Identify every line in the listing that contains the string "boat", and copy each of those lines.

Raw records:
#####
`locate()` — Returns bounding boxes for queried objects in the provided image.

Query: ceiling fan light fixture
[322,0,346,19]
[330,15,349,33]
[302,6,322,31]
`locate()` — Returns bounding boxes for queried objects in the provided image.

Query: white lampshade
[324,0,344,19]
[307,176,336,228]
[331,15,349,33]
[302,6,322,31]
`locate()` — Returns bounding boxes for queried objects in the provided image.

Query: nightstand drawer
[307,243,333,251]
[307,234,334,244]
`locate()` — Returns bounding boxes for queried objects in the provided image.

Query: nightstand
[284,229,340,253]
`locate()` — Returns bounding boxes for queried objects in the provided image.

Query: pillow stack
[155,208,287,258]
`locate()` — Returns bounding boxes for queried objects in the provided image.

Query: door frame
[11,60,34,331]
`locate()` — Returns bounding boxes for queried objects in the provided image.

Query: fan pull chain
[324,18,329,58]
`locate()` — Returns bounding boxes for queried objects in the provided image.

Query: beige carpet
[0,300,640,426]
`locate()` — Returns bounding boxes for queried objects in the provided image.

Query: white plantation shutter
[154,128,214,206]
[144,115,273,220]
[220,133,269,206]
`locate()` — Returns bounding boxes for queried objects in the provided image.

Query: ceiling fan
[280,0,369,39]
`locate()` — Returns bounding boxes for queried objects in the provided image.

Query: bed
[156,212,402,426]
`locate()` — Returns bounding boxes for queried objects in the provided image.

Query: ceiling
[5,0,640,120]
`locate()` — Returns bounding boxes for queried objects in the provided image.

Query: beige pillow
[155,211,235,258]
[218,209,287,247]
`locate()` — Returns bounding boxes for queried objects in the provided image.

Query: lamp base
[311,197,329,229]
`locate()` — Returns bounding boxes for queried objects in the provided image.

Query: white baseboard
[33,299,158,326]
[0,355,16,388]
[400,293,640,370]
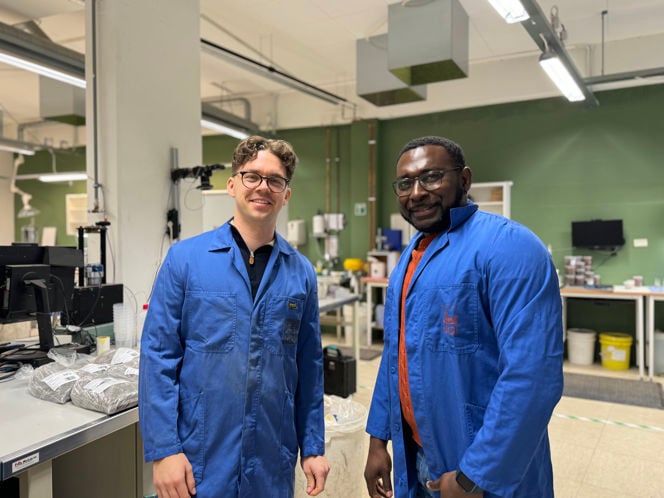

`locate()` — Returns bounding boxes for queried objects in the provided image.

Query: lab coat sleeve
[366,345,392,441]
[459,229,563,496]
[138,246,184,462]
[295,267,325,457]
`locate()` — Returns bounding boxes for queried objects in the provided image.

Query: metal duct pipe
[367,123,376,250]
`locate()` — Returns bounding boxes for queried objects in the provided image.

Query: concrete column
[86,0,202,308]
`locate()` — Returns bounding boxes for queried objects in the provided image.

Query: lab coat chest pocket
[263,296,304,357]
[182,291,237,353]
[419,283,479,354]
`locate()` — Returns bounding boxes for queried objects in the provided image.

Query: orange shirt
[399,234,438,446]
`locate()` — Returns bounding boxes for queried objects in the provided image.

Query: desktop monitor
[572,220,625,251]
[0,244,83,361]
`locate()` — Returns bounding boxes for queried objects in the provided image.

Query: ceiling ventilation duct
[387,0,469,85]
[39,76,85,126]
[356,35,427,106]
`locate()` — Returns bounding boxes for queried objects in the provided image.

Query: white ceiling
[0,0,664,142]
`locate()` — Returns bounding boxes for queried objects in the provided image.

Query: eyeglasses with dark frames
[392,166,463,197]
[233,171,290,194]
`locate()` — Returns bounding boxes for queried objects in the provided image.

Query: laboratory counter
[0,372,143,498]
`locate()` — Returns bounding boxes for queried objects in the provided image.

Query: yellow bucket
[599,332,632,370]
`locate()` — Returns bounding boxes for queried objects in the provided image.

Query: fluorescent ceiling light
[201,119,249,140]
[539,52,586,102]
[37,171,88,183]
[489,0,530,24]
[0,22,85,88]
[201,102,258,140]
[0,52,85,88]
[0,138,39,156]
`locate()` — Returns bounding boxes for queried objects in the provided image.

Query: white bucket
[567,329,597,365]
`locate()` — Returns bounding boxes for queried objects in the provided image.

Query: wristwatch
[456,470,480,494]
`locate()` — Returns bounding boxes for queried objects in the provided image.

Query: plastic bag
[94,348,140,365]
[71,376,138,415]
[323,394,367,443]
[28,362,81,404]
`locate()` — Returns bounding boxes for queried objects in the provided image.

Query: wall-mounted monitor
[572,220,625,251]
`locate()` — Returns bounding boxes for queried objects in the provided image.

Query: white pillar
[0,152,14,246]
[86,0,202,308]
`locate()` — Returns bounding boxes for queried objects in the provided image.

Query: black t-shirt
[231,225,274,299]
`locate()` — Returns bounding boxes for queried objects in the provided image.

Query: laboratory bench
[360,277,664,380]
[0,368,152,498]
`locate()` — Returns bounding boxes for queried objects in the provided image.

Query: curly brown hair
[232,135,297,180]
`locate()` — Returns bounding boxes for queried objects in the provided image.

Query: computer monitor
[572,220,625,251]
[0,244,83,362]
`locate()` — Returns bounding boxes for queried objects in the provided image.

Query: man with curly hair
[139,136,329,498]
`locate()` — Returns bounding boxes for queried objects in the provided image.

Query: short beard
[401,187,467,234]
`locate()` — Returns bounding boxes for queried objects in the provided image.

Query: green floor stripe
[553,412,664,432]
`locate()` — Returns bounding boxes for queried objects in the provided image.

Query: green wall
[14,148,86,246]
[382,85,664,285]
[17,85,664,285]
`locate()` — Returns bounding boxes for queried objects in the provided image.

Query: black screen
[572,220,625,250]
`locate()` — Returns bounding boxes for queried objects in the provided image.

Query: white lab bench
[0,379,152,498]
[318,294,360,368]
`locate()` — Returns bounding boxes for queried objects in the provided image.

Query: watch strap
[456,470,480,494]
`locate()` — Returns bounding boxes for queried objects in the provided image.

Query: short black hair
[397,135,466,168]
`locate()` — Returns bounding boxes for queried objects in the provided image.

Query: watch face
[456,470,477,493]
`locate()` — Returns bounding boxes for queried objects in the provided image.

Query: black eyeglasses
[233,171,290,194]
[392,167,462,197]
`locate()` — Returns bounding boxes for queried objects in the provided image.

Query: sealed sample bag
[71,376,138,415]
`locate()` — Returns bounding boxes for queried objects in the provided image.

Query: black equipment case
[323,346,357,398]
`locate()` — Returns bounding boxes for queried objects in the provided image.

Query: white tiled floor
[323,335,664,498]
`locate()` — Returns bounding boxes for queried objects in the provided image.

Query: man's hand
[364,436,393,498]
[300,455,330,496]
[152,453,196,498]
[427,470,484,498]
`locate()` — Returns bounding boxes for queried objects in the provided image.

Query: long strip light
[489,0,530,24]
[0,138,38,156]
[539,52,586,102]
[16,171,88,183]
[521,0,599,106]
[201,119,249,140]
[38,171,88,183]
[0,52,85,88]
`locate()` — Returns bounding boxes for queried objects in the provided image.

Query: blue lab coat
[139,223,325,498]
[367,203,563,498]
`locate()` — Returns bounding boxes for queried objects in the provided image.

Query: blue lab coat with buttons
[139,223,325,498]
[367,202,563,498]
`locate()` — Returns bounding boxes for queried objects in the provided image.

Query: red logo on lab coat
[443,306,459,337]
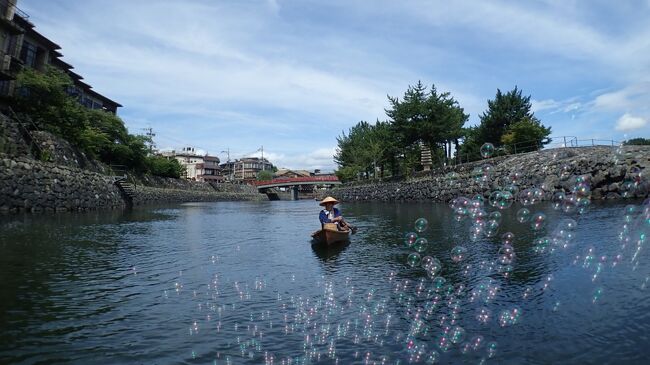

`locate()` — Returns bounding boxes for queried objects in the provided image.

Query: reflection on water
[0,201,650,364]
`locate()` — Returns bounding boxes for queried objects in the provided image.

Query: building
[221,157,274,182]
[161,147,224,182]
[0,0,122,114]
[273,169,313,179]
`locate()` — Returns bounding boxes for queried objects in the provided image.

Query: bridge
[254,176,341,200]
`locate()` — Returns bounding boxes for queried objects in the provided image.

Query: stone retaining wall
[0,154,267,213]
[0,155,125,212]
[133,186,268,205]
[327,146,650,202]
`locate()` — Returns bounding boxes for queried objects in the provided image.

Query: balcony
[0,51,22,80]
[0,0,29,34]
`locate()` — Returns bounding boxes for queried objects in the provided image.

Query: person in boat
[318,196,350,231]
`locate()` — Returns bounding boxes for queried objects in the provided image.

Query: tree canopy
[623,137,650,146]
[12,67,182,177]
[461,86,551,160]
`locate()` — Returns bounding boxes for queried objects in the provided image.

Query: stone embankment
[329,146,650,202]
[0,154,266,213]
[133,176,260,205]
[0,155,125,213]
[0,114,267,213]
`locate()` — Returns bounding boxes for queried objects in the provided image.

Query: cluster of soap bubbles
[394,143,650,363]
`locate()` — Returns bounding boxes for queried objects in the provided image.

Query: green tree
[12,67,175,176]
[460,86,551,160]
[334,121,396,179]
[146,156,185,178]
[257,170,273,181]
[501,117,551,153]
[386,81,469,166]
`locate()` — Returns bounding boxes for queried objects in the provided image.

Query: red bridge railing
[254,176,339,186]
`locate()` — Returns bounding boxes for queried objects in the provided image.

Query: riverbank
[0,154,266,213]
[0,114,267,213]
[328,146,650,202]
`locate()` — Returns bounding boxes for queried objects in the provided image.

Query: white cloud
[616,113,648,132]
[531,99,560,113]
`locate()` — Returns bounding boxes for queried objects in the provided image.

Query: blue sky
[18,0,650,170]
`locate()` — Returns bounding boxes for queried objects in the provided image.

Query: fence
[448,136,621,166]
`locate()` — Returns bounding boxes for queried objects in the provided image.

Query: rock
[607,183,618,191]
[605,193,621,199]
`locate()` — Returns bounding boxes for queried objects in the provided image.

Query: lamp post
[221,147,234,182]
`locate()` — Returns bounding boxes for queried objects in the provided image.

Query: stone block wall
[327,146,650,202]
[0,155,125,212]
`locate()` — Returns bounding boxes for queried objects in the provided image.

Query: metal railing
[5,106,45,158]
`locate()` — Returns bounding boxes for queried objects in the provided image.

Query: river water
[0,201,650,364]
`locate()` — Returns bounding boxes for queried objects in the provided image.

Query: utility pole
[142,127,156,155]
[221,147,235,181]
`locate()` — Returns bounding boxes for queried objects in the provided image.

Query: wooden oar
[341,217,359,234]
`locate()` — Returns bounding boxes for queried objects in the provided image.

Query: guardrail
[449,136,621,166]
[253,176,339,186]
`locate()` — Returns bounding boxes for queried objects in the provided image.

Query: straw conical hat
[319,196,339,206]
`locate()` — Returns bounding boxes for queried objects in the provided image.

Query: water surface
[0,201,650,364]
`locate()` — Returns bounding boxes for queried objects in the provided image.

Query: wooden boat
#####
Reply:
Query: person in boat
Query: wooden boat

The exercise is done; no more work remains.